## Task requirements
Report only the number of lines in the records below that contain the string "camouflage", with case counting.

## Given records
....
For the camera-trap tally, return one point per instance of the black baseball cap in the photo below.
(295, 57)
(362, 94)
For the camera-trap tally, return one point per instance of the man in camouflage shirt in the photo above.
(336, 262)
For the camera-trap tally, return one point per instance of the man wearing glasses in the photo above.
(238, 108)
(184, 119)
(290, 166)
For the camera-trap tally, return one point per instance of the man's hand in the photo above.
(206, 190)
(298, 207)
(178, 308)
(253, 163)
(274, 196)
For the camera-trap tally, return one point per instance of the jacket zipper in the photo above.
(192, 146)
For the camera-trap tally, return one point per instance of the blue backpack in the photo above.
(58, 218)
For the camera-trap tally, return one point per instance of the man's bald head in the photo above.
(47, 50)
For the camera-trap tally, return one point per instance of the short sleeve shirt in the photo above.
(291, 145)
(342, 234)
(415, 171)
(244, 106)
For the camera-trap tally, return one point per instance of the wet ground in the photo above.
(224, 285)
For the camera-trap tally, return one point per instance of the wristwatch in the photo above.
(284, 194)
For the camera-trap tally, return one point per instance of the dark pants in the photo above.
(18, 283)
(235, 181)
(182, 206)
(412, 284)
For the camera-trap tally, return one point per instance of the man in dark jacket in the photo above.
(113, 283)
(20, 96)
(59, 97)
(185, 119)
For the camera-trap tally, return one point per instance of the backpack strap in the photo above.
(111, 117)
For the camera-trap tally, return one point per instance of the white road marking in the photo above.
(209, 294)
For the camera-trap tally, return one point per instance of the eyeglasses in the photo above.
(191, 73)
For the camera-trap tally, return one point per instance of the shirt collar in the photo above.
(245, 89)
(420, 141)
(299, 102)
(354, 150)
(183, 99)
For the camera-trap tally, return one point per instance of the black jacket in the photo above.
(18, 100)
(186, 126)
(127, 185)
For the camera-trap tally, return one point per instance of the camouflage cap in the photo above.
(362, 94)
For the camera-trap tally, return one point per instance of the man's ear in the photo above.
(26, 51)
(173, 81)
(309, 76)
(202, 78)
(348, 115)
....
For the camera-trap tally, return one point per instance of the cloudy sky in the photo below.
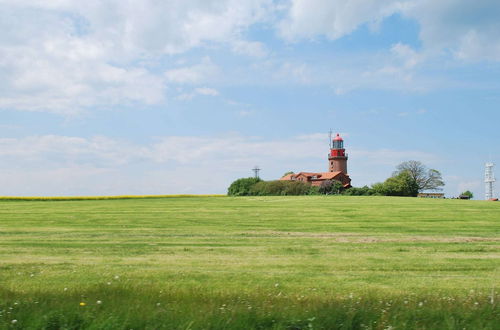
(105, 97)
....
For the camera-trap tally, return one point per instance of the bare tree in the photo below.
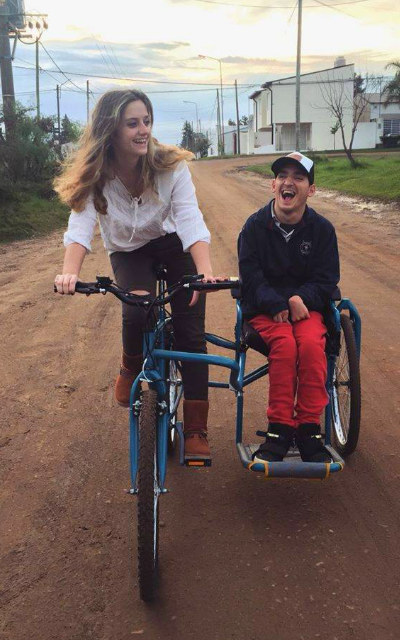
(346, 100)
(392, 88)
....
## Solved problem
2